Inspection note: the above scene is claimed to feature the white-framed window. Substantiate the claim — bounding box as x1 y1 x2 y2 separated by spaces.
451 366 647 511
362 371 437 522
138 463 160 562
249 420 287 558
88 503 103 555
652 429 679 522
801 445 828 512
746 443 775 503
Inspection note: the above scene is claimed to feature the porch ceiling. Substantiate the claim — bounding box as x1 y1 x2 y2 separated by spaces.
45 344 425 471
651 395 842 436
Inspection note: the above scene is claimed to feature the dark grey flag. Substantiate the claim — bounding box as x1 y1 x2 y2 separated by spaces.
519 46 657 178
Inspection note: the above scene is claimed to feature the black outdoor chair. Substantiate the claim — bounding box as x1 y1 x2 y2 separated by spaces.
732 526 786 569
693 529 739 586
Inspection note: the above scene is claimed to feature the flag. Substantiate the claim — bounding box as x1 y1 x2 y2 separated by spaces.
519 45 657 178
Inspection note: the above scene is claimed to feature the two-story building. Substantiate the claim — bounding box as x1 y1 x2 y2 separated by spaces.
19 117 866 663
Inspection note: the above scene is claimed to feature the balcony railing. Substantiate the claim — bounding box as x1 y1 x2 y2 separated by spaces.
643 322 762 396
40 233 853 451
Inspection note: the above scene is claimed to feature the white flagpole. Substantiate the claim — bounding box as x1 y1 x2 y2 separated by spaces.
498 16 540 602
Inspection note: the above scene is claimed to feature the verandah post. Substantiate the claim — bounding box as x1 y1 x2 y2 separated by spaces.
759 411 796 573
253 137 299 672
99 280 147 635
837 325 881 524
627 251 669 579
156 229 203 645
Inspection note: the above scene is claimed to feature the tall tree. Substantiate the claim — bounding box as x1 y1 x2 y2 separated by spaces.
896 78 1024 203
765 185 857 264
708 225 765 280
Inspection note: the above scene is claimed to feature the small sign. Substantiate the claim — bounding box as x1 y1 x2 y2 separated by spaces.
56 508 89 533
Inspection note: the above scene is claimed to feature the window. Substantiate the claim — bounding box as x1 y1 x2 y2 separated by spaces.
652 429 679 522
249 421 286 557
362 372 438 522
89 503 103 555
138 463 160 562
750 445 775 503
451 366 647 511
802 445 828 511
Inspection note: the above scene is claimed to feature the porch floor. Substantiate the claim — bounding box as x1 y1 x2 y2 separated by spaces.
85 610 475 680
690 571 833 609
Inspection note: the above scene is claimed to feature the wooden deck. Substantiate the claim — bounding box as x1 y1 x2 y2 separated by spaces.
________________
## Required work
Rewrite the lines above from the line containing "feature the two-story" to the line containing "40 233 853 451", both included, and shift every bounding box coordinate in the answers up by 26. Keep the other lines in that range unchanged.

## Written response
Inspection note: the above scene is claimed to feature the two-story building. Substantiate the claim — bounding box as x1 y1 x2 y2 separated by spaces.
45 143 892 689
Inspection note: the above scene is claimed to feature the balcony railing. Substantiate the claim — bounding box as x1 y1 x2 y2 separated by spaces.
669 348 788 422
66 259 879 477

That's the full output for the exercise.